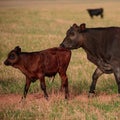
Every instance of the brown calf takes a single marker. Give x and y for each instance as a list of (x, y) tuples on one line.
[(37, 65)]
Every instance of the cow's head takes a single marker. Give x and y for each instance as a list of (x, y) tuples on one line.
[(74, 38), (13, 56)]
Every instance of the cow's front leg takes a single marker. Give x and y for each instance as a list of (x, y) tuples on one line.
[(26, 88), (95, 77), (117, 77), (43, 86)]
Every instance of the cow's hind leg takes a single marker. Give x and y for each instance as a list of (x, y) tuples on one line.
[(95, 77), (117, 77), (64, 84), (43, 87), (26, 88)]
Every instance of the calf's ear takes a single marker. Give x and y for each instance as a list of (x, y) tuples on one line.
[(17, 49), (82, 27)]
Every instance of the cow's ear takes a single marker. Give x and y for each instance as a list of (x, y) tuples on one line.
[(82, 27), (17, 49)]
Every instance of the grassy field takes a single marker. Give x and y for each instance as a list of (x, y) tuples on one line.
[(37, 25)]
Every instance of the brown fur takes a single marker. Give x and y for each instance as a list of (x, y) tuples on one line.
[(37, 65)]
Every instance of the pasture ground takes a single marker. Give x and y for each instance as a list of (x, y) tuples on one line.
[(37, 25)]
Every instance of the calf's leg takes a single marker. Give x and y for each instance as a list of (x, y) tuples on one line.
[(43, 87), (117, 77), (95, 77), (64, 84), (26, 88)]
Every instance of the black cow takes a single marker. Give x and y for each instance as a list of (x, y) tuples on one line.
[(102, 46), (95, 12), (37, 65)]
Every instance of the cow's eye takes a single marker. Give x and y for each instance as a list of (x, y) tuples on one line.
[(12, 56)]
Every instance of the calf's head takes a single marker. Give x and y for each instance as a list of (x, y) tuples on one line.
[(74, 38), (13, 57)]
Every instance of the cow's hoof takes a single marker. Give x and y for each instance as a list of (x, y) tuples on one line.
[(91, 95)]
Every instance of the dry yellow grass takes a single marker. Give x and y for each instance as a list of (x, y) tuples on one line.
[(37, 25)]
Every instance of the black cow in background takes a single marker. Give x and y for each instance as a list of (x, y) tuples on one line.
[(102, 46), (95, 12)]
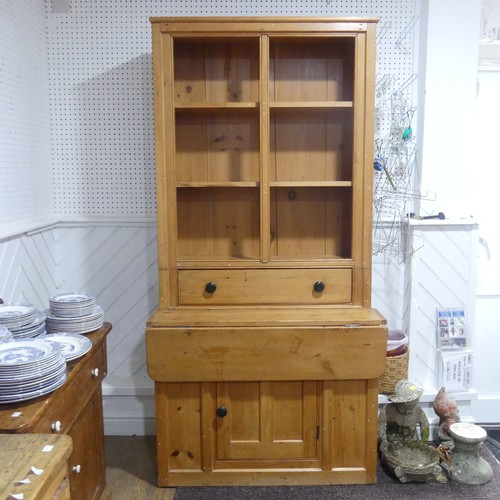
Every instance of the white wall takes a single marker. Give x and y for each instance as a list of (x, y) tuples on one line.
[(25, 167), (447, 102)]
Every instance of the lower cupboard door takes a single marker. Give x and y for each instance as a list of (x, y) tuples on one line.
[(267, 420)]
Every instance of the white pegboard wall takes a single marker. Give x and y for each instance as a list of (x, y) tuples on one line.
[(25, 167), (100, 81)]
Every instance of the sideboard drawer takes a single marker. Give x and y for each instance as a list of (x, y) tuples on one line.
[(75, 393), (270, 286)]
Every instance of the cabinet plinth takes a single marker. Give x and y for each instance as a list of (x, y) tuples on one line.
[(265, 352)]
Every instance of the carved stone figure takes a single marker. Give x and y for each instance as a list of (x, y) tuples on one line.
[(446, 409), (403, 431)]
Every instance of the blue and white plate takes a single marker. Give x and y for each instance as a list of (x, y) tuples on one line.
[(25, 352), (81, 324), (30, 368), (71, 305), (17, 315), (73, 345), (5, 334)]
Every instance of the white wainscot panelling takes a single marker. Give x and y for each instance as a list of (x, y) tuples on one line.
[(441, 273), (28, 269), (117, 264)]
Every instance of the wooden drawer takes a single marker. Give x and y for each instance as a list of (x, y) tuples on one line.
[(252, 353), (75, 393), (265, 286)]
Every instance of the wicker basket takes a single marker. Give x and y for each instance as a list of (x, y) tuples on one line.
[(396, 368)]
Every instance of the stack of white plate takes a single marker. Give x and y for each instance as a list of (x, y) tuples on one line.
[(5, 334), (23, 320), (73, 313), (73, 345), (71, 305), (30, 368)]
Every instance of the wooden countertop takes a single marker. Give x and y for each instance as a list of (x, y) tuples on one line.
[(18, 417)]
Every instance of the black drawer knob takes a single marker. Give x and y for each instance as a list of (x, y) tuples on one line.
[(221, 411)]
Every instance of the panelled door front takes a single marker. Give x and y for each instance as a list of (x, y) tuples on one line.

──────

#### TASK REQUIREMENTS:
Quote the rows above word for word, from the line with "Every instance of the cow's ear" to the line with "[(102, 46), (95, 12)]", including both of those lines.

#### FINAL RESULT:
Every instance of the cow's ear takes a single marker. Give x and y for each instance as a list of (x, y) tuples on one line.
[(82, 27), (17, 49)]
Every instance of the grassy field takes a single marker. Give x and y for each instance as a list of (x, y) tuples on one line.
[(37, 25)]
Every instance of the brown fur takes a single marker. Give x and y for each instance as a list of (x, y) tuples on one line.
[(37, 65)]
Every instance of the pasture ground takes a single marker. Give x and y for each instance as a list of (x, y) tuples on one line.
[(37, 25)]
Every instance of the calf's leg takes a single marker. Give x and y for each instance as a list of (x, y) tuples on one line.
[(43, 87), (117, 77), (95, 77), (64, 84), (26, 88)]
Every instance of the black cow takes a single marker. Give x and y for each instance as a list of (x, y) tuples on one line.
[(102, 46), (95, 12), (37, 65)]
Every instance of the cow's eye takes a single marker. Give x and y for each instance as a list of (x, y) tuples on one line.
[(12, 56)]
Every instance of the calf's head takes a single marker. Give x and y for each instance as a list of (x, y) tuples on one line.
[(74, 38), (13, 57)]
Every instance of the cow's hoof takes a single marker. Give x and y for each instance as a list of (x, y) tuples on one line.
[(91, 95)]
Every instance of the dry yellow grass takes a single marker. Give x and y for each instance as a list of (x, y) tuples on one line.
[(37, 25)]
Every instance of the black cow in background takes a single marker. Give x and y for each instance as a list of (x, y) tuples on one line.
[(102, 46), (95, 12)]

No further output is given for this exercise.